* _演習の目的_:
以下の全項目の各行を指示文も含めて再度書き出し、回答にある座標値のすべての数値に126を加算してください。指示文とその書式例の数値はそのまま残し、画像は出力から除いてください。
________________
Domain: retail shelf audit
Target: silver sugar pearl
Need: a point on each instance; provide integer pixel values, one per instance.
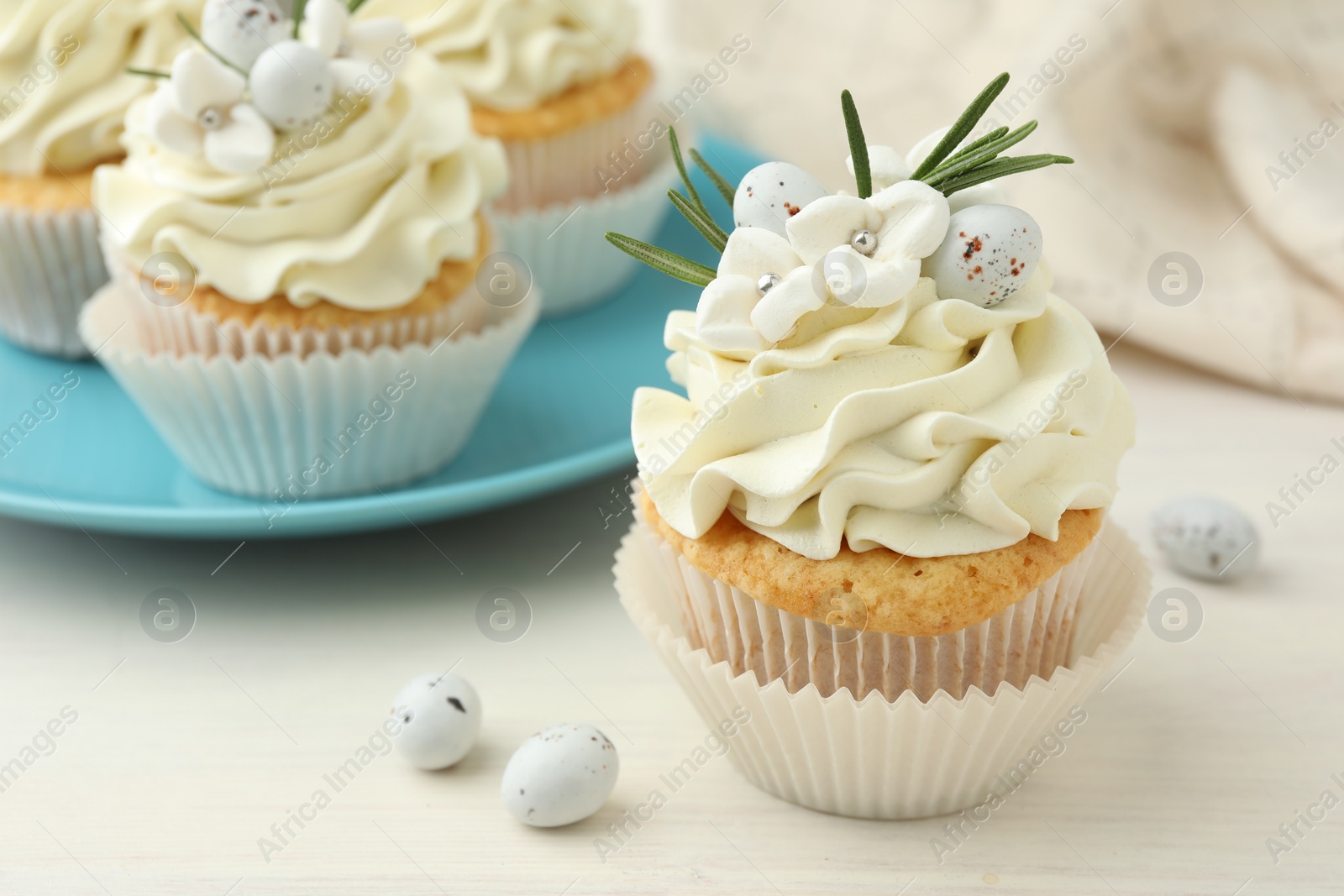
(212, 118)
(864, 242)
(768, 282)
________________
* _結果_:
Domain: retail shelf audit
Target: silver sugar pearl
Need: a point on each instance; provide integer pixel values, one per instance.
(338, 244)
(990, 368)
(894, 408)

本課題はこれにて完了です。